Instructions to follow —
Across the entries below, work out how many lines contain "chair". Please give the number only.

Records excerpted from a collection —

--------------------------------------------------

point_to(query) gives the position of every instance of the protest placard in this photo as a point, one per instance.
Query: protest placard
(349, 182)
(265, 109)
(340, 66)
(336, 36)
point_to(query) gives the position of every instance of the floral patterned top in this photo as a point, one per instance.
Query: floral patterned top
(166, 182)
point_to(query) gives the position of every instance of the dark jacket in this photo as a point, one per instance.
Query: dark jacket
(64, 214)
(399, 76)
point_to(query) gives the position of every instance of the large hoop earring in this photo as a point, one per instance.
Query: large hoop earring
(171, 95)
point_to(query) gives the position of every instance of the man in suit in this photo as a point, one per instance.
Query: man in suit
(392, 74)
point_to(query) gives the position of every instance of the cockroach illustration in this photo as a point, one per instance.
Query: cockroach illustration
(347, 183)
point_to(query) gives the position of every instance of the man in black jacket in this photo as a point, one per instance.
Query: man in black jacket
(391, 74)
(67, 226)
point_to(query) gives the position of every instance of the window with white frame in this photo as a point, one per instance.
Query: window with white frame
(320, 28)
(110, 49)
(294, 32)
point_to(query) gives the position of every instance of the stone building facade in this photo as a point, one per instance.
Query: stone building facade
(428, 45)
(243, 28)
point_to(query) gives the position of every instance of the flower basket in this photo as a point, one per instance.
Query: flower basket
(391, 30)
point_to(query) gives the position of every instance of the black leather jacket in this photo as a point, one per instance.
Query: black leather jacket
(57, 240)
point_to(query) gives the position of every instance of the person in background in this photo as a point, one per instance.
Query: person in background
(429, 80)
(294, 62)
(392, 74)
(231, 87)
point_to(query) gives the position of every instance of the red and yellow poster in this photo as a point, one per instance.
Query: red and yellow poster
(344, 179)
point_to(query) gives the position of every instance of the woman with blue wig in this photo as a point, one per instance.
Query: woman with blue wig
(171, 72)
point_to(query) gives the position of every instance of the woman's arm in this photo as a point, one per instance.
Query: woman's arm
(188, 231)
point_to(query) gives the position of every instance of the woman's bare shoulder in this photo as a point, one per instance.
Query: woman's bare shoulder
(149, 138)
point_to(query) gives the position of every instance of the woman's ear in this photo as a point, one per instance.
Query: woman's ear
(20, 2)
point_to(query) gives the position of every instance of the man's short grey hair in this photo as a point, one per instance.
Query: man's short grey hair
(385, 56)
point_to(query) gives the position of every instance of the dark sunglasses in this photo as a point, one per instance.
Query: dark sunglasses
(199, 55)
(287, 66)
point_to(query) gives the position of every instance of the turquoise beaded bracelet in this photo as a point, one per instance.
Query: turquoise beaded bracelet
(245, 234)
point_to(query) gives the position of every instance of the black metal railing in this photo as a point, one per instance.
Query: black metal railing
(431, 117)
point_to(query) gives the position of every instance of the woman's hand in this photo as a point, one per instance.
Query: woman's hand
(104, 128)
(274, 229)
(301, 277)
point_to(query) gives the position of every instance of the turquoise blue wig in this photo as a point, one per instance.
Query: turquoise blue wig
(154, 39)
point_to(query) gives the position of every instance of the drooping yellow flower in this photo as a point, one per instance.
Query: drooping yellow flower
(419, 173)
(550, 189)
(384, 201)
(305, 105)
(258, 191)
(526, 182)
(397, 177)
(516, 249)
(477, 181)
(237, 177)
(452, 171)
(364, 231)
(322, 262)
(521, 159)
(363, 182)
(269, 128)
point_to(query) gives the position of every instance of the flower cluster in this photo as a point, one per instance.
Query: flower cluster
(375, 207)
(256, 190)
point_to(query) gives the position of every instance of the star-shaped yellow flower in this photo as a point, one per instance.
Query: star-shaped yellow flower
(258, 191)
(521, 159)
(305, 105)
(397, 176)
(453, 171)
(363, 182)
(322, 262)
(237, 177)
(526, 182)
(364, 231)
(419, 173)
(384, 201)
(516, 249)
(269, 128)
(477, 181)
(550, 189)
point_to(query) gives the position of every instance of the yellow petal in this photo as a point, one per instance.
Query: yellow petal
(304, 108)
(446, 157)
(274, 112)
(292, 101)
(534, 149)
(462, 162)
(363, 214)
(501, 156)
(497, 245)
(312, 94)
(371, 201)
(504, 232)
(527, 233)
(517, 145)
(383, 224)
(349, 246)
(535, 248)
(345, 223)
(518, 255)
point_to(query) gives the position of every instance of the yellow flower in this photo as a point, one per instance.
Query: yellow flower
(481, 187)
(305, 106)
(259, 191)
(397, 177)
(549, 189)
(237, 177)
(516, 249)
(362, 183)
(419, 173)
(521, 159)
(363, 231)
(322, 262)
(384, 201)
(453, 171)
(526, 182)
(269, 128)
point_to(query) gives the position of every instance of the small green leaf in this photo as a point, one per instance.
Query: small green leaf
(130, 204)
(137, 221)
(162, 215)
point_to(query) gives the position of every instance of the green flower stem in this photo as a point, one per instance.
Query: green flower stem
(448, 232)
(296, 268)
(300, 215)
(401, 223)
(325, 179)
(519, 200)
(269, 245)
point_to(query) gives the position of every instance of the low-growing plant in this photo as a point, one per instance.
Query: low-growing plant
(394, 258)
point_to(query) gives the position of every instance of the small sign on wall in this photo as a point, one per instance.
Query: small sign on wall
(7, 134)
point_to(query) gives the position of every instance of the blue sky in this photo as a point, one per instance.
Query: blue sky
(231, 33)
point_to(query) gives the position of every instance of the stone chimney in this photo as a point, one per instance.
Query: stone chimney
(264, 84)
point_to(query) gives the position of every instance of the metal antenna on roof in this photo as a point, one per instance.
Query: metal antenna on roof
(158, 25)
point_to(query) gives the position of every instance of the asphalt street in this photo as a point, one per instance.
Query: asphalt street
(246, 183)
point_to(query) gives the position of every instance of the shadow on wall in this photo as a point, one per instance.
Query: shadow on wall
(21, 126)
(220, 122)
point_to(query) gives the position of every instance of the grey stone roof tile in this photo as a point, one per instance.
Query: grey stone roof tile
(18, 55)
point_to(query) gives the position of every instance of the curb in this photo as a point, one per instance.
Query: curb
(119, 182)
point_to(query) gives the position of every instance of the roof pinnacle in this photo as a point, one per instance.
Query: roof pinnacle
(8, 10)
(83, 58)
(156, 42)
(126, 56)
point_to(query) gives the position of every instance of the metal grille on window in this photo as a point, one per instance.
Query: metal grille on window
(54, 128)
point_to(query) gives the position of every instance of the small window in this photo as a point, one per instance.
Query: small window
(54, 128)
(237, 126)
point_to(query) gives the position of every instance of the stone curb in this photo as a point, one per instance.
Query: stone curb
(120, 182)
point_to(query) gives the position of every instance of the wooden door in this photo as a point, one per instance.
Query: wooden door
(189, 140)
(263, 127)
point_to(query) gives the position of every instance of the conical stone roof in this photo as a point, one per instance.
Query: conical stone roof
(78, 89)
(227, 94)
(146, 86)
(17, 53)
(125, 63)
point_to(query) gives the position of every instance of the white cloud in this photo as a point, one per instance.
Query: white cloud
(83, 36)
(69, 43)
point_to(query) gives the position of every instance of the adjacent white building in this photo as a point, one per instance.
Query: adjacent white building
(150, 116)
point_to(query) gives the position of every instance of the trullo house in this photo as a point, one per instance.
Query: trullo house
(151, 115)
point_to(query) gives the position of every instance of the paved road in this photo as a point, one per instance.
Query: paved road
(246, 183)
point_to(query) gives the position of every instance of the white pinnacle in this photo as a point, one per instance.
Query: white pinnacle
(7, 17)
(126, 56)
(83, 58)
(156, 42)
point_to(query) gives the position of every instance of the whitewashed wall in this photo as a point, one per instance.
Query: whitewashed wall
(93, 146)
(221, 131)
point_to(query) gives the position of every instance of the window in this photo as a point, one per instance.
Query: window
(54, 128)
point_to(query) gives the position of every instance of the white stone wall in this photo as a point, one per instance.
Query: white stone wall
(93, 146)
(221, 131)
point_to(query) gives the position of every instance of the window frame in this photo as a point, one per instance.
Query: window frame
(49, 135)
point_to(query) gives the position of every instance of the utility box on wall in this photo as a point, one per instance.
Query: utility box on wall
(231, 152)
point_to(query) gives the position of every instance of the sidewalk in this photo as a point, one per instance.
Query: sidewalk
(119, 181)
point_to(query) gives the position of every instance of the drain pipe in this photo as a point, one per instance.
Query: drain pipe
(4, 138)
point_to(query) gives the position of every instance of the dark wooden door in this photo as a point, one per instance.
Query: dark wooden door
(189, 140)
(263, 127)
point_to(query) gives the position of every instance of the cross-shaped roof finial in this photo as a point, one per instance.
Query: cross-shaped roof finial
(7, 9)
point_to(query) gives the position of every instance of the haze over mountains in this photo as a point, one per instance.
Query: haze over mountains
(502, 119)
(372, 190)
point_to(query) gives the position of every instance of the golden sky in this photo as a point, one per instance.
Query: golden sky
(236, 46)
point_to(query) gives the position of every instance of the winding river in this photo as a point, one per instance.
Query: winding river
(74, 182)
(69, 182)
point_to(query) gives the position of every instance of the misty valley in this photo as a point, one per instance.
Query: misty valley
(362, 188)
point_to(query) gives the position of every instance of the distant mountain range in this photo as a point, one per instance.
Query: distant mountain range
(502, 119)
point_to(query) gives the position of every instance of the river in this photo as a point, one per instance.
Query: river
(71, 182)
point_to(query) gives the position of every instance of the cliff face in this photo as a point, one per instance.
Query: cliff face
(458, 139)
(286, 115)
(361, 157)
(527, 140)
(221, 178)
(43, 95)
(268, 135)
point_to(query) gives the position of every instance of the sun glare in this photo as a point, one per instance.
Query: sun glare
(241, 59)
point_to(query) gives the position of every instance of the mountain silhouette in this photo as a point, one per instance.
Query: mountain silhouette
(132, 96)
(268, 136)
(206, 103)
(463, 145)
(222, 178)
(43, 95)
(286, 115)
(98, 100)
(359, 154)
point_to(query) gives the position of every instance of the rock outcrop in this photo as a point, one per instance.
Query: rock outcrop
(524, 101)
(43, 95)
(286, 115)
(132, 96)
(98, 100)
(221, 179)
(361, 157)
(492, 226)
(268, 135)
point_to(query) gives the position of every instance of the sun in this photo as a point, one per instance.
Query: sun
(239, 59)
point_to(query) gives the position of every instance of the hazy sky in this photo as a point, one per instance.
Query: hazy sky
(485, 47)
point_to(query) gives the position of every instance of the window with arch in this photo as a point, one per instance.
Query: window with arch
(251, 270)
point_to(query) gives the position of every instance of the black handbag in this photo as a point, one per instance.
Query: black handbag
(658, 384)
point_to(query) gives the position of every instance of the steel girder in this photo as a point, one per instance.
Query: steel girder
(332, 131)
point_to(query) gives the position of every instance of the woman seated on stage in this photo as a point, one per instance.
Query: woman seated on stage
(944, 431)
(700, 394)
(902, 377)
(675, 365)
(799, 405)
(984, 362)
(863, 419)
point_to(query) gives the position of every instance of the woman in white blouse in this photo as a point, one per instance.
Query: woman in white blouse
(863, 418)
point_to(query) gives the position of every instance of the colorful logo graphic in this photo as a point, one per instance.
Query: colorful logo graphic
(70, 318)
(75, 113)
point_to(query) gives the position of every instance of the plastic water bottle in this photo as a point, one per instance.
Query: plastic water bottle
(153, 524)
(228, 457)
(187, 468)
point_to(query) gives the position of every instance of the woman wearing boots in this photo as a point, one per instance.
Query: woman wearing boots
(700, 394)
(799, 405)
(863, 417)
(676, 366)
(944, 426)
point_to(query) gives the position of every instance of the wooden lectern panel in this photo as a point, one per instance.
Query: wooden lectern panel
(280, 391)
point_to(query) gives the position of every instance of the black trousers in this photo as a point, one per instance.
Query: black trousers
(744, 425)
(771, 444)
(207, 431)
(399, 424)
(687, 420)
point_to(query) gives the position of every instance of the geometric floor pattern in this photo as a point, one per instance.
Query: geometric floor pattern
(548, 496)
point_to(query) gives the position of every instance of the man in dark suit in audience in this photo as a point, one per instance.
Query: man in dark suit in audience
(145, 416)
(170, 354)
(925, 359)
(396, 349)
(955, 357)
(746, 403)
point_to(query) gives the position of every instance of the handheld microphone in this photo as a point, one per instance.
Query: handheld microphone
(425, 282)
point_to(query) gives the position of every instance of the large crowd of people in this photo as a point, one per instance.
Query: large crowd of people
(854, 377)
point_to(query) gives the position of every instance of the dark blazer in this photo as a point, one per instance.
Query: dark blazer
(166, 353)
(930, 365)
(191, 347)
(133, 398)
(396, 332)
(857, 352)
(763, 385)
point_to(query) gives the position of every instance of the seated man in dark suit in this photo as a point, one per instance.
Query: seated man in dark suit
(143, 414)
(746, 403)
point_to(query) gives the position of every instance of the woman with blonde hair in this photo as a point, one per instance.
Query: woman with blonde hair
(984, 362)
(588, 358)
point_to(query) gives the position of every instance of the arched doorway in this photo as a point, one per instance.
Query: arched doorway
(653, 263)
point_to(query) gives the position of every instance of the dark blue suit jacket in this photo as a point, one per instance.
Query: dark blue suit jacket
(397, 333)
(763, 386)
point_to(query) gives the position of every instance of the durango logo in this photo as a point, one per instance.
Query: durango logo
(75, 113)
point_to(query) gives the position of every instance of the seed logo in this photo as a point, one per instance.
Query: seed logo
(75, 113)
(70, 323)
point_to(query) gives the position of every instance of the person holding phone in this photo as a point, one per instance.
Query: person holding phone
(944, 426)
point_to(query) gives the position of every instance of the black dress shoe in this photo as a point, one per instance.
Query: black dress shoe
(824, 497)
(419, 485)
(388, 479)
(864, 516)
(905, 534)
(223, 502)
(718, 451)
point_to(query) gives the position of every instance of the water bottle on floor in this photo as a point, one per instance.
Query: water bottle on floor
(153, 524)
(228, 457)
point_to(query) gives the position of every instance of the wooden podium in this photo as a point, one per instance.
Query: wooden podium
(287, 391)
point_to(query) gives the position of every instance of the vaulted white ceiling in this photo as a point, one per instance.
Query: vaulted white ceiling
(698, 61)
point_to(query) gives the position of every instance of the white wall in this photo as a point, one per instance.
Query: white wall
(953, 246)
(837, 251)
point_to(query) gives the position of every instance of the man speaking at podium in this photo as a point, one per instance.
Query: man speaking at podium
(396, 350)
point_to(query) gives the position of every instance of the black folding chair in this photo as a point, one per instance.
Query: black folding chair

--------------------------------------------------

Solution to the problem —
2